Only the lines from the one containing "point like [64,449]." through the final line of the material below should be output, exactly as they stand.

* begin Given information *

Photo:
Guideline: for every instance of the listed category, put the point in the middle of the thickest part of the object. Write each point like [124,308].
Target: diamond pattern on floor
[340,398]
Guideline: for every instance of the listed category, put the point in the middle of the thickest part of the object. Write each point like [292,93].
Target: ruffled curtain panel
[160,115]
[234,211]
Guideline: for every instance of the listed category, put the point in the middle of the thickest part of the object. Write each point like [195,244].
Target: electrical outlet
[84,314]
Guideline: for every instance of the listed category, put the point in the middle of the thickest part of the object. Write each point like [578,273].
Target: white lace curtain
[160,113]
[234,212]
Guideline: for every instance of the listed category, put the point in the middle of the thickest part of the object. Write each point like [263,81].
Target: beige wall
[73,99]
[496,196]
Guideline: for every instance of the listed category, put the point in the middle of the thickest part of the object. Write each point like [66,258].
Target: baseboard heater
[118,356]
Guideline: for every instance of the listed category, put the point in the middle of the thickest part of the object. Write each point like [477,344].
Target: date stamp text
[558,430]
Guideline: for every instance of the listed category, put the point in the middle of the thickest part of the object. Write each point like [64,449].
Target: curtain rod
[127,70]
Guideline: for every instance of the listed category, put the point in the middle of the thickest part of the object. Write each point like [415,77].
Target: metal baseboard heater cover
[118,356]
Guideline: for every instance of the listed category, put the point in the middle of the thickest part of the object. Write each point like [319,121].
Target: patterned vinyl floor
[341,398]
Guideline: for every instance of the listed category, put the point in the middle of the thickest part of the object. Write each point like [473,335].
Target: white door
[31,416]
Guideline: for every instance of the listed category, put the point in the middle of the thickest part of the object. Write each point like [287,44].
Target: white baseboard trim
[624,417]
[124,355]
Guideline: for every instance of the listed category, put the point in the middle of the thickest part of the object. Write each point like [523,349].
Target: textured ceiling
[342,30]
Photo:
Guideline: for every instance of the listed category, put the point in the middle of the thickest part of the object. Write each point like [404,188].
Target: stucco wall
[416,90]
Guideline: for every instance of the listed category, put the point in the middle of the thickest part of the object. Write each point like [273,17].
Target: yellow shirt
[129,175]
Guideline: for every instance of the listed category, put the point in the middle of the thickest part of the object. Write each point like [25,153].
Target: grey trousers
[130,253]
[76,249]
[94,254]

* end Given information *

◆ **Answer**
Guideline: for every instance of the listed category, put the point in the middle of the thickest part of the object. Write each point like [64,449].
Target: curtain rod
[127,70]
Guideline: for every instance of the listed category, put the point in the middle of the thickest part of the object. Write each point like [415,77].
Target: metal baseboard heater cover
[118,356]
Guideline: for every instance of the listed category, put the point in the middle of the thickest part of the object. Write each point like [319,121].
Target: patterned vinyl floor
[341,398]
Guideline: for every instance of the listed category, put the point in the middle of the thickest part of the object. Write each point like [473,335].
Target: white door
[31,416]
Guideline: for every instance of the listed category, put the point in the middle of the thickest part of the object. Write each point like [287,44].
Target: white baseboard trim
[624,417]
[124,355]
Guideline: for every instance of the listed category, put the point in the middle of the thickest part of the object. Write each point like [523,349].
Target: textured ceiling
[342,30]
Photo:
Guideline: for every instance of the listed category, put the point in the middle of the thickest part of the object. Write each point like [404,188].
Target: stucco wall
[416,90]
Guideline: for every instance of the listed category, put the point in the middle of the thickest part of the object. Write each point like [273,17].
Target: yellow shirt
[129,175]
Guideline: for every instance of the listed category, put the point in the middle of the thickest part of the object. Write each point like [25,153].
Target: grey trousers
[130,253]
[76,249]
[94,254]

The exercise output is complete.